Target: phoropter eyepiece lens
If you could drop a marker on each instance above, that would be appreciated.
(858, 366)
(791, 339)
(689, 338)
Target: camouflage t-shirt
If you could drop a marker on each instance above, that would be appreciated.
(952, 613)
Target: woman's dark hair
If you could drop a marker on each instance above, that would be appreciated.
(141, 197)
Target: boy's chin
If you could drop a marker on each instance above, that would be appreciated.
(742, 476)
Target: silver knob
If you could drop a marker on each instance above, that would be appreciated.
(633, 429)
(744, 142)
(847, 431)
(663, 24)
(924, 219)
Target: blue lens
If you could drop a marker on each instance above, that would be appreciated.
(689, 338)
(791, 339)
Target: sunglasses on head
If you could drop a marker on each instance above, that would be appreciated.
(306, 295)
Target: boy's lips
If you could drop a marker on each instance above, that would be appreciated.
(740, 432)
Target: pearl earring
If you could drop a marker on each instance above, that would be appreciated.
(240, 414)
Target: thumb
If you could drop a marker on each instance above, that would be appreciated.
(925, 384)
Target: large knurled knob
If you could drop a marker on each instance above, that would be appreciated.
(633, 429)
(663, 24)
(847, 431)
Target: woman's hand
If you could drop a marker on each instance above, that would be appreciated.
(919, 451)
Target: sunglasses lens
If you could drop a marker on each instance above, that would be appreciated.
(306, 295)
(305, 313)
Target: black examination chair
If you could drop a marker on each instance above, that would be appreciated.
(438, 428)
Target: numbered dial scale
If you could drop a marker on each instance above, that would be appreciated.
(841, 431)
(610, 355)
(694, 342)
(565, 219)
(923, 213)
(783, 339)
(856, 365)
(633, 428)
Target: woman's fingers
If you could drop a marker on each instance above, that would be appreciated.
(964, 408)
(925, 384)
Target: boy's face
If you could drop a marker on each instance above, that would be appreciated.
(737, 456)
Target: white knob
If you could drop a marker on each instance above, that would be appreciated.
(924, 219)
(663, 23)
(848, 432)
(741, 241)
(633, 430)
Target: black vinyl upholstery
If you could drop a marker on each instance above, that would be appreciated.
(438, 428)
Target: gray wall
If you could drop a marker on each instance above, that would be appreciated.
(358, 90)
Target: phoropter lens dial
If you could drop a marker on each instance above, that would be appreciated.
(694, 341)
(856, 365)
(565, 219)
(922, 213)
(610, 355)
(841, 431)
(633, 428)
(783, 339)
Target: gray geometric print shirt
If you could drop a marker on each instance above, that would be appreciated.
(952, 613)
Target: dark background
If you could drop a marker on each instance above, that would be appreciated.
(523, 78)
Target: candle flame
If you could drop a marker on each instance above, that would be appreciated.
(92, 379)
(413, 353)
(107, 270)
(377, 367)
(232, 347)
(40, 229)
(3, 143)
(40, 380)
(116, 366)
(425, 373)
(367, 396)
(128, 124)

Problem to solve - Every record needs to be written out again, exactly as it was given.

Result -
Target: phoropter eyepiece lens
If you could drop a marker on each instance above, that would be appreciated.
(858, 366)
(791, 339)
(689, 338)
Target: camouflage t-shirt
If you could drop a marker on each instance above, that would be appreciated.
(952, 613)
Target: woman's dark hair
If you could drop a marker on each instance above, that would be appreciated.
(141, 197)
Target: boy's chin
If you could drop a marker on each instance above, that would be appreciated.
(742, 476)
Target: silver knob
If you could drop a marker on each instance above, that would be appreciated.
(633, 429)
(744, 142)
(847, 431)
(663, 24)
(924, 219)
Target: blue lens
If you could drop a marker on each instance above, that would be appreciated.
(689, 338)
(791, 339)
Target: sunglasses on head
If you could drop a marker on each instance above, that would be appreciated.
(306, 295)
Target: boy's lips
If you could drop a marker on each instance above, that would be appreciated.
(740, 432)
Target: pearl earring
If you could drop a marker on each instance above, that would be appreciated.
(240, 414)
Target: thumb
If you could drop a marker on each instance above, that would be appreciated.
(925, 384)
Target: large knurled knob
If you could drop a marker on each instance above, that would be appreciated.
(633, 429)
(663, 24)
(847, 431)
Target: woman's hand
If you could drop a marker on each instance above, that would be appreciated.
(919, 451)
Target: sunglasses lens
If you could drop a marker on each instance above, that would be appreciated.
(306, 295)
(305, 313)
Target: black examination chair
If you could drop a marker on each instance above, that would be appreciated.
(438, 428)
Target: numbered dial scale
If you could drop a marker on each instance above, that would be appreciated.
(841, 431)
(610, 355)
(694, 342)
(565, 219)
(923, 213)
(783, 339)
(856, 365)
(633, 428)
Target: woman's fingers
If you could drop a marker on each instance above, that would be appreciated.
(964, 408)
(925, 384)
Target: boy's face
If you could drop a marker on each instance above, that would be appreciated.
(737, 456)
Target: white knob
If you could drop a marker on each instance above, that would be appreciated.
(924, 219)
(663, 23)
(848, 432)
(741, 241)
(633, 430)
Target: black vinyl upholstery
If you could drop a marker on each instance above, that would be appreciated.
(438, 428)
Target: gray wall
If you could drop a marker on each instance above, that would be appreciated.
(358, 90)
Target: phoropter lens dial
If you could drop a marker on each instance above, that would be appreciated.
(694, 341)
(856, 365)
(565, 219)
(922, 213)
(610, 355)
(841, 431)
(633, 428)
(783, 339)
Target: gray geometric print shirt
If you could drop a marker on each instance above, that would be appreciated.
(952, 613)
Target: dark background
If you could drop a marker on each instance above, that would be appreciated.
(523, 78)
Target: candle flame
If you could drop a marker on each instance above, that would be appreciated.
(92, 379)
(413, 353)
(107, 270)
(377, 367)
(232, 347)
(40, 229)
(3, 143)
(40, 380)
(116, 366)
(425, 373)
(367, 396)
(128, 124)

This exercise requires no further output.